• _DATA ROWS_
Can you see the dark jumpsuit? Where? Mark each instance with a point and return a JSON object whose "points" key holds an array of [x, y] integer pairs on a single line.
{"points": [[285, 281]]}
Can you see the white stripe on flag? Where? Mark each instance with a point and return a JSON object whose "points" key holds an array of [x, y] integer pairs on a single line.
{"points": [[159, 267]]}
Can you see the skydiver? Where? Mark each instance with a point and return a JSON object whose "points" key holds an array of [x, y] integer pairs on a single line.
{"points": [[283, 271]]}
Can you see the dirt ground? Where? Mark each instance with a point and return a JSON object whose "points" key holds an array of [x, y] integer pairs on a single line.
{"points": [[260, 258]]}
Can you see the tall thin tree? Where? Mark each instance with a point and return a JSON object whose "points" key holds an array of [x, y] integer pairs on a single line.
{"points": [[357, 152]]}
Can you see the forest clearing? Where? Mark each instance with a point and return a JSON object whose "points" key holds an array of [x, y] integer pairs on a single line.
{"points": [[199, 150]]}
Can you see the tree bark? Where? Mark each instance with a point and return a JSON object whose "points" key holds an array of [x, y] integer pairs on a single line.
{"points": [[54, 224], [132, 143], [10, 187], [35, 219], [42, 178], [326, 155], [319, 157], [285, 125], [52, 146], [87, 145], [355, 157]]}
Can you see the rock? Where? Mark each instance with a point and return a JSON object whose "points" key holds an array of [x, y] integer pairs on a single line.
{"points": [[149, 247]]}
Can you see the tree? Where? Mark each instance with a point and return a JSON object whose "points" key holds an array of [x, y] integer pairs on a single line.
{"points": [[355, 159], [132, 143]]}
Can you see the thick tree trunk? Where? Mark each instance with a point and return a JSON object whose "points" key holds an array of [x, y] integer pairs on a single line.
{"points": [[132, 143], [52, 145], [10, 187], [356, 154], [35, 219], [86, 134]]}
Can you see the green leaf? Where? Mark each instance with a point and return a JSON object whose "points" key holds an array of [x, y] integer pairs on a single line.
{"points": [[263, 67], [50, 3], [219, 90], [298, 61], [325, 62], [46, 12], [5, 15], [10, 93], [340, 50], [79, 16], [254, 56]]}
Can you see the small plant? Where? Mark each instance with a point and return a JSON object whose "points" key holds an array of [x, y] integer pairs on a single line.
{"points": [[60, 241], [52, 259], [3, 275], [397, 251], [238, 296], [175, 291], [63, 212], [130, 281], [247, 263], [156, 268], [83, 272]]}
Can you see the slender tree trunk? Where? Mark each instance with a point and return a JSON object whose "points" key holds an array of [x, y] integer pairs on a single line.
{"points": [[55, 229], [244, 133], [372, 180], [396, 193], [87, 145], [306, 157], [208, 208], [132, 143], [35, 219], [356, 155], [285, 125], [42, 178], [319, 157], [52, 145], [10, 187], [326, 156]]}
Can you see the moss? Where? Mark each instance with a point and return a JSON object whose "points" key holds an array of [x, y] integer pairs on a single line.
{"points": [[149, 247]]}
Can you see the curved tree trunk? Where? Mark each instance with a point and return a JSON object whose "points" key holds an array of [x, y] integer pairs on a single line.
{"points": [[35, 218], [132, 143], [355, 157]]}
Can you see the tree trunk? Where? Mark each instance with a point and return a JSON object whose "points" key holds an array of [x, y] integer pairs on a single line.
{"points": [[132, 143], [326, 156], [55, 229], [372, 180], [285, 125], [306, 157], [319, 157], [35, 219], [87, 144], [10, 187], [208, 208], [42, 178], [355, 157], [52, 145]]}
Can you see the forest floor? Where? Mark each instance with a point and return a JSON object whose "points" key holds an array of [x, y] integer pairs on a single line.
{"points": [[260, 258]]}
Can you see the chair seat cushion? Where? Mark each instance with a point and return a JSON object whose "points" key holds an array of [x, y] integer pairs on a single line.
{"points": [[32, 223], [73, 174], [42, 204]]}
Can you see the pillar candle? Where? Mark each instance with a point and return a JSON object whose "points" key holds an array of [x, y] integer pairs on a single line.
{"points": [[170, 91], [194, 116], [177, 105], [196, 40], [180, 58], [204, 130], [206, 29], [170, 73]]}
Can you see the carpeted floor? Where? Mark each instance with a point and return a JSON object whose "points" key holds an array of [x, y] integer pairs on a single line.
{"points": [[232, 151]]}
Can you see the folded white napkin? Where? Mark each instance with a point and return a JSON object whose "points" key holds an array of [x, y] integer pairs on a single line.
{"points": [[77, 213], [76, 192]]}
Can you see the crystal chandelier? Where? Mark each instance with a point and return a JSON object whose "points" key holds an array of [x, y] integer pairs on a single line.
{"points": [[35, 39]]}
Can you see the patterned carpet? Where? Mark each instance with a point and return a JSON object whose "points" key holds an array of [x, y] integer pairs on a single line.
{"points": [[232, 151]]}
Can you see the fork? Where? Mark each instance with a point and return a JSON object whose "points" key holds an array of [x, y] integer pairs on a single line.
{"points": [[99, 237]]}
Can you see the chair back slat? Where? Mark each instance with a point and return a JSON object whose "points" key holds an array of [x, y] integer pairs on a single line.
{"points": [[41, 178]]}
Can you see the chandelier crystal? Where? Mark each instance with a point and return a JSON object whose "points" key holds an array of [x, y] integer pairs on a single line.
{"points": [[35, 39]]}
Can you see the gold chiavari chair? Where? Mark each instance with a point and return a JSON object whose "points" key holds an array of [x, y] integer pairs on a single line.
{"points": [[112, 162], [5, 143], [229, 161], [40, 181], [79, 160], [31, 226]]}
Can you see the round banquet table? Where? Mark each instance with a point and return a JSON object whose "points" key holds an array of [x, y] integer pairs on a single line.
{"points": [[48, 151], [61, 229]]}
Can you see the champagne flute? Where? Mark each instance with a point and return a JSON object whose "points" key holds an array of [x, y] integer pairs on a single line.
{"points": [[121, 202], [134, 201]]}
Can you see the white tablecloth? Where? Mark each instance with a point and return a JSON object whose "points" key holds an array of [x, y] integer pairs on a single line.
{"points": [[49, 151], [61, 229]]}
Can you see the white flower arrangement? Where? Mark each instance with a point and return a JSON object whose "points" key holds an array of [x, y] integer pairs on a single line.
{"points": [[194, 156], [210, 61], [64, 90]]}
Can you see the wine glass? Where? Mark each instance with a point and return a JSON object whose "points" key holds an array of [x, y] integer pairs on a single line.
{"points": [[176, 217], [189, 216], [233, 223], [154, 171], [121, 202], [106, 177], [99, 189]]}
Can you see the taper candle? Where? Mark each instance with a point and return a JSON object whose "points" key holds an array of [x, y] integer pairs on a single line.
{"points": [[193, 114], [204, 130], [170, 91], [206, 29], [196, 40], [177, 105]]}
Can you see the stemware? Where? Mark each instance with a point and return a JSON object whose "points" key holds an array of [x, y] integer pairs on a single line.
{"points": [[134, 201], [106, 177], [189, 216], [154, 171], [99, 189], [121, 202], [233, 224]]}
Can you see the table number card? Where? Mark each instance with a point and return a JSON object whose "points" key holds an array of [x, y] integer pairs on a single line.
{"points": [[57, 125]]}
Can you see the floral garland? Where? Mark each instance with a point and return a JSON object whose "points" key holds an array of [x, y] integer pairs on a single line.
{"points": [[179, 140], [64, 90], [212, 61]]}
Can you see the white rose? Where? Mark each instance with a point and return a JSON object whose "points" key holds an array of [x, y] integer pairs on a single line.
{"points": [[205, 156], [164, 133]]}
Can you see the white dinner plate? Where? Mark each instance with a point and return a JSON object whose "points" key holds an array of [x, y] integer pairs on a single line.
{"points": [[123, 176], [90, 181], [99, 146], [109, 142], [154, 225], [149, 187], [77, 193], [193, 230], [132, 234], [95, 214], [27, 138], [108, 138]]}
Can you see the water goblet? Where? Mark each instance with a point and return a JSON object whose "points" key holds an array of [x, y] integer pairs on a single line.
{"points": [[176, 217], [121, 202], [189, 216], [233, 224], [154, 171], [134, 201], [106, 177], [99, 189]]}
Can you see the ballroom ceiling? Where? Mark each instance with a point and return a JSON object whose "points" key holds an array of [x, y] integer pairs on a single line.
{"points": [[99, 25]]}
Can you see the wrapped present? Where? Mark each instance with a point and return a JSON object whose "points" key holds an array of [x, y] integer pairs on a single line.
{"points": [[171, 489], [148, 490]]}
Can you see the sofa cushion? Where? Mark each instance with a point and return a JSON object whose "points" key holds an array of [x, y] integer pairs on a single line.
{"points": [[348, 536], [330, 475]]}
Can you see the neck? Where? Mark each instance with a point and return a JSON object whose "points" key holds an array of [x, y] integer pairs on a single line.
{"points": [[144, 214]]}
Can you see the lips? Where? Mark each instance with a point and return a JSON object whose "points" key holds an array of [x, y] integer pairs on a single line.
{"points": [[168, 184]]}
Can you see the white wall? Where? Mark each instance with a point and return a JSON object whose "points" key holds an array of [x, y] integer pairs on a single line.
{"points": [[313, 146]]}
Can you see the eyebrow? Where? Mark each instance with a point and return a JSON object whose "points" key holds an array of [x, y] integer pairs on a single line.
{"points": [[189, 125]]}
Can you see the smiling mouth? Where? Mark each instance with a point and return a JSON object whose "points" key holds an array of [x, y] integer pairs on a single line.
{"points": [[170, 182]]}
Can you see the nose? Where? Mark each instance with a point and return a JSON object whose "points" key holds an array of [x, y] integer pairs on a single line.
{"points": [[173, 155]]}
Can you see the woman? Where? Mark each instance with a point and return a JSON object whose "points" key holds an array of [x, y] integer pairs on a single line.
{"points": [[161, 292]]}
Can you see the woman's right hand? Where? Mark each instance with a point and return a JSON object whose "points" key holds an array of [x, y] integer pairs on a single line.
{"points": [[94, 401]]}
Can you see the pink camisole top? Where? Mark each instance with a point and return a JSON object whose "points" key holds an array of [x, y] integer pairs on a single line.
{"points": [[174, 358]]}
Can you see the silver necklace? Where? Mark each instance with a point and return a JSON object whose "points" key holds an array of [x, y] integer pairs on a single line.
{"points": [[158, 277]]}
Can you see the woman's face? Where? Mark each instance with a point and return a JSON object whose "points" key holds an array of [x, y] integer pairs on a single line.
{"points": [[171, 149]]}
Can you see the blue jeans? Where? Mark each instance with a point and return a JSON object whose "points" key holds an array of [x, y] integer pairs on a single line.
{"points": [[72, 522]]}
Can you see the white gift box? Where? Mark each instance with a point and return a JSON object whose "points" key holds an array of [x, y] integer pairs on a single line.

• _REQUIREMENT_
Take the line with "Can you see the silver" and all lines after it to the last line, and reproduce them exactly.

• _OUTPUT BELOW_
Can you see the silver necklace? Where? Mark each instance with a point and return a JSON object whose "points" key holds an array of [x, y] integer pairs on a single line.
{"points": [[158, 277]]}
Can you see the woman's face? Where? Mark each instance with a point and return a JSON object whose "points" key holds an array of [x, y] integer pairs on a single line.
{"points": [[171, 149]]}
Can you see the blue jeans? Where? Mark each instance with a point and return a JSON object whose "points" key holds an array of [x, y] integer pairs on a single line.
{"points": [[72, 522]]}
Can you see the white gift box? Where? Mark each instance with a point and return a JSON object whose "points" key holds an array of [x, y] integer pairs on a single line.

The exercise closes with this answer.